* _Instruction_: Render every line of the records below as a JSON list of strings, one string per line, leaving out blank lines.
===== Task data
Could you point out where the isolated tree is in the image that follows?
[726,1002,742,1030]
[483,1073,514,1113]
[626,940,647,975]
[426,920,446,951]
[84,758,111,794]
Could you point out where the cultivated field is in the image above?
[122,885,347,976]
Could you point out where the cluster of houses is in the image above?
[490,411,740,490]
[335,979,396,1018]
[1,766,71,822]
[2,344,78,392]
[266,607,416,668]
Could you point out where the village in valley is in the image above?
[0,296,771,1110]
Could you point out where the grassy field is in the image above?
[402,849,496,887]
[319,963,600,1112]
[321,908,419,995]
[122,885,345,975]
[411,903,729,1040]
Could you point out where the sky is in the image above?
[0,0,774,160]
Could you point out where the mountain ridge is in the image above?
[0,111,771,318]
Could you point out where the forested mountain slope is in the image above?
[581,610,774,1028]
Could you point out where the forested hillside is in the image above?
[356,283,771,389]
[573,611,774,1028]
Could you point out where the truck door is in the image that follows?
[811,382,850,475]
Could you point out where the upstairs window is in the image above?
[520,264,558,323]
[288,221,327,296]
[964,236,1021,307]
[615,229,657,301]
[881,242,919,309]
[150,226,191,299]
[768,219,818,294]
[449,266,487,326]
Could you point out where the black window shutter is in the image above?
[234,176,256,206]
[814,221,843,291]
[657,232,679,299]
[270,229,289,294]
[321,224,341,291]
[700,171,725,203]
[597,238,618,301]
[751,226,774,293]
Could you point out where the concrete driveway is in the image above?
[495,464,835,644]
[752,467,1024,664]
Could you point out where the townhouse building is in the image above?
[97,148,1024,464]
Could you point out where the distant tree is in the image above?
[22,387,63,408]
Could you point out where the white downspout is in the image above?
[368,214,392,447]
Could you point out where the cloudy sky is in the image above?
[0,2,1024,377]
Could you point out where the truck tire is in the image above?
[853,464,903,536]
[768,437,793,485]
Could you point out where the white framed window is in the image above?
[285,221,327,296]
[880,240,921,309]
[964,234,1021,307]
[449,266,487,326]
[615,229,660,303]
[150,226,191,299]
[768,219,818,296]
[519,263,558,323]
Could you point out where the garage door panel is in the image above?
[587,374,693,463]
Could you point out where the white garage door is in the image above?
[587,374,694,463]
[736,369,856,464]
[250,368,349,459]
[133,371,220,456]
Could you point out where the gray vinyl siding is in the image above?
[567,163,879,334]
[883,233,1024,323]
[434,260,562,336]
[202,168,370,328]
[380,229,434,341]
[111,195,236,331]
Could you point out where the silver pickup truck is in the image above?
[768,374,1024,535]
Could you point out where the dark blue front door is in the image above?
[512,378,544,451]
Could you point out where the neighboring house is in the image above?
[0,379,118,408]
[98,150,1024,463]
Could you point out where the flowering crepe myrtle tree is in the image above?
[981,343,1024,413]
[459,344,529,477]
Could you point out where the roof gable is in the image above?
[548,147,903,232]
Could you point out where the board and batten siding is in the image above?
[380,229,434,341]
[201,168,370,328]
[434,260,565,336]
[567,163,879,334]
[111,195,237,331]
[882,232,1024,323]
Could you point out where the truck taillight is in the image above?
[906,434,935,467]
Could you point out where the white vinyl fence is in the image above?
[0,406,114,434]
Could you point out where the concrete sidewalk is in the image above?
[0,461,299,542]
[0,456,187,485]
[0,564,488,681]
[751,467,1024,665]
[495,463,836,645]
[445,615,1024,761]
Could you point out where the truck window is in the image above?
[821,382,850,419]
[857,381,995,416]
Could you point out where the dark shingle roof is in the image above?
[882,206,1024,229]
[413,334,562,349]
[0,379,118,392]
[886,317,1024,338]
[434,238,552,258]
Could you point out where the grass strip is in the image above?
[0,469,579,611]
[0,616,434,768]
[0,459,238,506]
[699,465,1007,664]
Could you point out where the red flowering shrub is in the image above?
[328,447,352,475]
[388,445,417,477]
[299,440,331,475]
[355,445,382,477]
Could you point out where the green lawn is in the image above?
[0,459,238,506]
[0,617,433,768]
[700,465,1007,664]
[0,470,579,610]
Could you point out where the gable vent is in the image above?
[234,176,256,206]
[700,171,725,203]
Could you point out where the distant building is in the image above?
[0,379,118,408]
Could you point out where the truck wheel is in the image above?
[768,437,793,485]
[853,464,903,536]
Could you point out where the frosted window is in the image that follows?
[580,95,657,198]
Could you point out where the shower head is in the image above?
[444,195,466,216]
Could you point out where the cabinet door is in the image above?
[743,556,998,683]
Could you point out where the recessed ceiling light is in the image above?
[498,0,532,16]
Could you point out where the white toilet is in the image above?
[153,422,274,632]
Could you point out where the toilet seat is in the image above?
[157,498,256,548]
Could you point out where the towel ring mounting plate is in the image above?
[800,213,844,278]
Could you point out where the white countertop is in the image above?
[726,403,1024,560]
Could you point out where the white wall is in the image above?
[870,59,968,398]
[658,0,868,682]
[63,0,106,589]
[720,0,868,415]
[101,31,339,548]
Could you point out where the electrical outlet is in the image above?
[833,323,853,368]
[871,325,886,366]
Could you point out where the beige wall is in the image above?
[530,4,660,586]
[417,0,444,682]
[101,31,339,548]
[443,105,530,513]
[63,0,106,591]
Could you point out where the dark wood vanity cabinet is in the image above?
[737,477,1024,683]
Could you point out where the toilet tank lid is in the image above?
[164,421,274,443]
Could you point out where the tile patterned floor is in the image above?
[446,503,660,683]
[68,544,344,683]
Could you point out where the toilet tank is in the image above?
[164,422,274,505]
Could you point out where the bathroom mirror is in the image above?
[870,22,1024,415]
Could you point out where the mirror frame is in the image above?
==========
* _Response to the task_:
[
  "Could you point out where the isolated tree is in the image that follows?",
  "[726,1002,742,1030]",
  "[483,1073,514,1113]",
  "[626,940,647,975]",
  "[426,920,446,951]",
  "[84,758,111,794]",
  "Could you point out where the cultivated field is in the image above?",
  "[122,885,347,976]",
  "Could you point out where the cluster of houses is in the image above?",
  "[490,411,740,490]",
  "[335,979,396,1018]",
  "[1,766,71,822]",
  "[2,344,78,392]",
  "[266,607,416,668]",
  "Could you point out where the village in valley is in the image above?",
  "[0,296,771,1110]",
  "Could you point out where the grassy field is in the image above?",
  "[402,849,496,887]",
  "[319,963,600,1112]",
  "[321,908,419,995]",
  "[122,885,345,975]",
  "[411,903,729,1040]",
  "Could you point out where the sky is in the image above?",
  "[0,0,774,160]",
  "Could you point out where the mountain ridge is in the image above?",
  "[0,111,771,318]",
  "Could you point out where the forested mountain slope is in the image above?",
  "[581,610,774,1028]",
  "Could you point out where the forested hillside is in the image above?",
  "[356,283,771,389]",
  "[573,611,774,1028]",
  "Could you point out where the truck door is in the image that follows?",
  "[811,382,850,475]",
  "Could you point out where the upstairs window is in the image above?",
  "[520,264,558,323]",
  "[288,221,327,296]",
  "[964,236,1021,307]",
  "[615,229,657,301]",
  "[881,242,919,309]",
  "[150,226,191,299]",
  "[768,219,818,294]",
  "[449,266,487,326]",
  "Could you point out where the black window shutter is in the image above?",
  "[234,176,256,206]",
  "[814,221,843,291]",
  "[657,232,679,299]",
  "[270,229,289,294]",
  "[321,224,341,291]",
  "[700,171,725,203]",
  "[597,238,618,301]",
  "[751,226,774,293]",
  "Could you point out where the concrete driveway is in the image above?",
  "[495,464,835,644]",
  "[752,467,1024,664]",
  "Could you point out where the townhouse building is in the image above?",
  "[97,148,1024,464]",
  "Could you point out where the distant tree is in the image above?",
  "[22,387,63,408]",
  "Could you point out where the white downspout is in the image above?",
  "[368,214,392,447]",
  "Could you point out where the cloudy sky is in the image above?",
  "[0,2,1024,377]",
  "Could you point out where the truck tire is in the image above?",
  "[853,464,903,536]",
  "[768,437,793,485]",
  "Could you point out where the white framed window is in the image above?",
  "[285,221,327,296]",
  "[880,240,921,309]",
  "[964,234,1021,307]",
  "[449,266,487,326]",
  "[615,229,660,303]",
  "[150,226,191,299]",
  "[768,219,818,296]",
  "[519,263,558,323]",
  "Could you point out where the garage door panel is in the image above?",
  "[587,374,693,463]",
  "Could you point out where the white garage door is in the image above?",
  "[587,374,694,463]",
  "[736,369,856,464]",
  "[250,368,349,459]",
  "[133,371,220,456]",
  "Could you point out where the gray vinyl siding is in the image above?",
  "[567,163,879,334]",
  "[883,233,1024,323]",
  "[434,260,562,336]",
  "[202,168,370,328]",
  "[380,229,434,341]",
  "[111,195,236,331]",
  "Could you point out where the silver pickup truck is in the image above?",
  "[768,374,1024,535]",
  "Could you point out where the dark blue front door is in the image above?",
  "[512,378,544,451]",
  "Could you point out where the neighboring house is in the image above?",
  "[0,379,118,408]",
  "[98,150,1024,463]",
  "Could you point out where the flowering crepe myrtle tree is in the image above?",
  "[981,343,1024,413]",
  "[459,344,529,477]",
  "Could you point out where the roof gable is in the image above?",
  "[548,147,903,232]",
  "Could you point out where the board and batten siding is in the image above?",
  "[380,229,434,341]",
  "[201,168,370,328]",
  "[434,260,565,336]",
  "[567,163,879,334]",
  "[111,195,237,331]",
  "[882,232,1024,323]",
  "Could you point out where the truck taillight is in the image above?",
  "[906,434,935,467]",
  "Could you point out where the white vinyl fence is in the image above?",
  "[0,406,114,434]",
  "Could you point out where the concrete sidewalk is in the image above?",
  "[0,461,299,542]",
  "[0,456,187,485]",
  "[0,564,488,681]",
  "[751,467,1024,665]",
  "[495,463,836,645]",
  "[445,615,1024,761]",
  "Could you point out where the truck window is in the image above?",
  "[821,382,850,419]",
  "[857,381,995,416]",
  "Could you point out where the dark shingle roof is in the image above?",
  "[882,206,1024,229]",
  "[413,334,562,349]",
  "[0,379,118,392]",
  "[886,317,1024,338]",
  "[434,238,552,258]",
  "Could you point out where the grass strip is in the image above?",
  "[0,469,579,611]",
  "[0,616,434,768]",
  "[0,459,238,506]",
  "[699,465,1007,664]",
  "Could you point out where the red flowering shrub is in the image above?",
  "[328,447,352,475]",
  "[388,445,417,477]",
  "[299,440,331,475]",
  "[355,445,382,477]",
  "Could you point out where the green lawn is in the image above?",
  "[0,459,238,506]",
  "[0,617,433,768]",
  "[700,465,1007,664]",
  "[0,470,579,610]",
  "Could you point out where the gable vent is in the image above?",
  "[234,176,256,206]",
  "[700,171,725,203]",
  "Could you point out where the distant building is in the image above?",
  "[0,379,118,408]",
  "Could you point out where the truck wheel is in the image above?",
  "[768,437,793,485]",
  "[853,464,903,536]",
  "Could you point out where the frosted window is in the image that follows?",
  "[580,95,657,198]",
  "Could you point out where the shower head is in the image above?",
  "[444,195,466,216]",
  "Could you point out where the cabinet door is in the image above?",
  "[743,556,998,683]",
  "Could you point out where the recessed ceiling light is in the image above?",
  "[498,0,532,16]",
  "Could you point out where the white toilet is in the image above?",
  "[153,422,274,632]",
  "Could you point out where the toilet seat is in the image above?",
  "[157,498,256,548]",
  "Could you point out where the towel ring mounting plate is in the image above?",
  "[800,213,844,278]",
  "Could you point out where the white countertop is in the image above?",
  "[726,403,1024,560]",
  "Could you point out where the white wall is in the image above?",
  "[870,59,968,398]",
  "[658,0,868,682]",
  "[63,0,106,589]",
  "[720,0,868,415]",
  "[101,31,339,548]",
  "Could you point out where the electrical outlet is in the image above?",
  "[833,323,853,368]",
  "[871,325,886,366]",
  "Could you point out where the beige wall is in the image above?",
  "[530,4,660,586]",
  "[417,0,444,682]",
  "[101,31,339,548]",
  "[443,105,530,513]",
  "[63,0,106,591]",
  "Could you point out where the dark wood vanity cabinet is in the image above?",
  "[737,477,1024,683]",
  "Could you point out where the toilet tank lid is in the image above?",
  "[164,421,274,443]",
  "Could you point out where the tile patterned floor is in the image above?",
  "[446,503,660,683]",
  "[68,544,344,683]",
  "Could you point out where the toilet tank is in the image above?",
  "[164,422,274,505]",
  "Could you point out where the bathroom mirror is in the image above?",
  "[870,22,1024,415]",
  "Could you point out where the mirror frame is in the image above?"
]